Region pointing data
══════════════════════════════

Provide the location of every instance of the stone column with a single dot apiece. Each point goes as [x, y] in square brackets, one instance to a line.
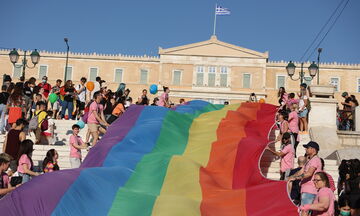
[322, 119]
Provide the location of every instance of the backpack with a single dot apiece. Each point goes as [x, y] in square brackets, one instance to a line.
[34, 122]
[44, 125]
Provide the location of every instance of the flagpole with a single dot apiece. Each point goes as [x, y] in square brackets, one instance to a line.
[215, 21]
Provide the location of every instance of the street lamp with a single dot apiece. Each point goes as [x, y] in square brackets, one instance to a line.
[14, 57]
[67, 57]
[313, 70]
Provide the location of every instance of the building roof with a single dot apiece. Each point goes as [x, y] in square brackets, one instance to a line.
[213, 47]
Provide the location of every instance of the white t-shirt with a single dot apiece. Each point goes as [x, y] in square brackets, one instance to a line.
[82, 94]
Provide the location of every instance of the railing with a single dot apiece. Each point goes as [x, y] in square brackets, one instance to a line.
[346, 120]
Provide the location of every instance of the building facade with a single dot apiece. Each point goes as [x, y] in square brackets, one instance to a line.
[211, 70]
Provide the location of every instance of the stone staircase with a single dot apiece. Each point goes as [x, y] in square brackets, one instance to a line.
[61, 145]
[270, 164]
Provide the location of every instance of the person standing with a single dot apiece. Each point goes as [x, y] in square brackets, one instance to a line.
[164, 98]
[81, 96]
[294, 186]
[12, 142]
[143, 99]
[76, 144]
[25, 164]
[50, 161]
[5, 186]
[57, 104]
[46, 87]
[313, 165]
[96, 117]
[42, 115]
[303, 110]
[294, 125]
[69, 93]
[4, 96]
[287, 156]
[324, 200]
[16, 105]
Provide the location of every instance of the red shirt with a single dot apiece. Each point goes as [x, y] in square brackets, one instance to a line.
[46, 87]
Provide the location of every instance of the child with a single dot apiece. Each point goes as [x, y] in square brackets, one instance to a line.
[5, 186]
[287, 155]
[48, 135]
[25, 162]
[50, 162]
[76, 144]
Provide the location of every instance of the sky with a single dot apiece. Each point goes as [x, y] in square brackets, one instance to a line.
[285, 28]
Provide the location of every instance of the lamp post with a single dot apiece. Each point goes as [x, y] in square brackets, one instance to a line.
[14, 57]
[313, 69]
[67, 57]
[319, 52]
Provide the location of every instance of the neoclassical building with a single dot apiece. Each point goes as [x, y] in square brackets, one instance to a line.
[210, 70]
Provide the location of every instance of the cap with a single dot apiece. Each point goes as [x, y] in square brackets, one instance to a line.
[313, 145]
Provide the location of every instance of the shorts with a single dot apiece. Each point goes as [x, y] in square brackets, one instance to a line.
[75, 162]
[81, 105]
[93, 127]
[13, 165]
[307, 198]
[46, 134]
[303, 114]
[56, 105]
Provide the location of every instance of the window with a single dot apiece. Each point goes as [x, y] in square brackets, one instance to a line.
[143, 76]
[307, 80]
[211, 76]
[68, 73]
[199, 75]
[176, 77]
[42, 71]
[335, 82]
[280, 81]
[17, 71]
[93, 74]
[223, 76]
[118, 75]
[246, 80]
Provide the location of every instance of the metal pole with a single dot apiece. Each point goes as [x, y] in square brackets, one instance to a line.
[67, 58]
[302, 73]
[24, 65]
[318, 77]
[214, 33]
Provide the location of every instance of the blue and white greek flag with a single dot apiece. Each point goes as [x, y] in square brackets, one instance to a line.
[222, 11]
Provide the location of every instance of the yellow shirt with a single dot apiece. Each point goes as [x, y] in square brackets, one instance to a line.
[42, 115]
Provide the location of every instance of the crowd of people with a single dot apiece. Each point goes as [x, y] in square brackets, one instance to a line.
[27, 107]
[311, 188]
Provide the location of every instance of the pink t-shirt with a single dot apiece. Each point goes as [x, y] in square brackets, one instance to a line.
[325, 192]
[77, 141]
[24, 159]
[97, 108]
[307, 185]
[164, 97]
[291, 101]
[287, 161]
[294, 122]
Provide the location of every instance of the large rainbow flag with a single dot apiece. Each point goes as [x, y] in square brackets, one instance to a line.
[198, 159]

══════════════════════════════

ASSIGNMENT:
Give the data again exactly as written, with all pictures left out.

FINAL ANSWER:
Provide the location of every instance of the stone column with a single dot apiece. Each point goes as [x, y] in square brackets, one instance to a line.
[322, 119]
Provide the location of every instance of the backpack with a single dot apiece. Each point goes as [x, y] in square brackets, one instance to a line.
[34, 122]
[44, 125]
Provide the location of every instance of the flagpole with a single dot apiece. Each point goes as [x, y] in square brackets, one instance to a line.
[215, 21]
Provide the location of every instance of the street lamp with a single dot apiece. Each point goes as [x, y] in square brackets, one instance to a line.
[14, 57]
[67, 57]
[313, 70]
Provide the location of every instance of the building roof with a single dot apiece. Each point goes as [x, y] in square brackets, one instance to a line.
[213, 47]
Provide the location of every instance of the white t-shirt with a single dot apiece. Each point goes as [x, y] in square brackets, one instance to a line.
[82, 94]
Provide the location of every instance of the railing with a single dot apiece. Each point goes as [x, y] in square brackets, one instance to a line.
[346, 120]
Provide the location of every instance of the building facade with a single dot apiece. Each point goes as [x, y] in square brackets, one instance to a line.
[211, 70]
Provide the location of every instance of the stone staircase with a single dot apiece. Each point goes as [x, y] in square brackets, one instance to a line.
[61, 145]
[270, 164]
Provide the location of every instance of the person standing with a single dot apiece. Each point goes as [x, y] in square brackets, one instance to a line.
[164, 98]
[81, 96]
[294, 186]
[12, 142]
[143, 99]
[76, 144]
[25, 164]
[50, 161]
[5, 186]
[57, 104]
[46, 87]
[313, 165]
[96, 117]
[42, 115]
[303, 110]
[294, 125]
[69, 93]
[4, 96]
[287, 156]
[324, 200]
[16, 105]
Provide the location of every instance of the red shirt with a single dot apiece. Each point goes as [x, y] in square brackets, one instance to a line.
[46, 87]
Provide the location of every instance of the child with a single dot apiece. Each point goes as [x, y] in square brackets, one instance to a line.
[5, 186]
[287, 155]
[48, 135]
[25, 162]
[50, 162]
[76, 144]
Provide the location of every instance of the sky with a single dot apiece. Each point goes as [x, y] in square brackets, one instance to a line.
[285, 28]
Provide the location of every instance of the lamp post with a single dot apiece. Each point goes as [x, y] in square brackets, one instance to a line.
[14, 57]
[313, 69]
[67, 57]
[319, 52]
Provide the location of every instance of the neoclassical building with a single dot apiece. Each point goes as [x, y] in square brackets, one instance to a line.
[210, 70]
Provide the location of every instance of the cap with a single dot apiece. Each point goes as [x, y] in square brackets, one instance to a line.
[313, 145]
Provide the location of every instance of the shorts with a single dot apiece. Each point goes as [x, y] in square brackets, one instance to a line.
[75, 162]
[81, 105]
[93, 127]
[13, 165]
[307, 198]
[46, 134]
[303, 114]
[56, 105]
Provide the location of every instance of the window with a single dot apiece. Each point goes as [x, y] in square brackets, one instance to a line.
[143, 76]
[307, 80]
[211, 76]
[68, 73]
[199, 75]
[176, 77]
[42, 71]
[335, 82]
[280, 81]
[17, 71]
[93, 74]
[223, 76]
[118, 75]
[246, 80]
Provide the location of every instance of the metal pole with a single dot apiece. Each point goes as [x, y] in square brackets, one instance to a line.
[67, 58]
[302, 73]
[24, 65]
[318, 77]
[214, 33]
Provide the location of every instance of the blue and white greek flag with a single dot apiece. Each point goes as [x, y] in square brackets, one instance to a line.
[222, 11]
Provide the location of every instance of the yellow shirt with a single dot apiece. Each point goes as [x, y] in square brackets, one instance to a line.
[42, 115]
Provide the location of every instance of the crowd of people with a single dot apiece. Each point goes as [x, y] in square brackets, one instance to a line.
[27, 107]
[311, 188]
Provide the location of every instance of the pink t-shirt with a single dot apiece. Each point goes as [x, y] in square brackets, one instance to a line.
[325, 192]
[77, 141]
[24, 159]
[97, 108]
[307, 185]
[164, 97]
[291, 101]
[287, 161]
[294, 122]
Provide the location of every instance of the large rainbow flag with a single dot apiece. Each point goes as [x, y] in square brackets, one instance to a line.
[198, 159]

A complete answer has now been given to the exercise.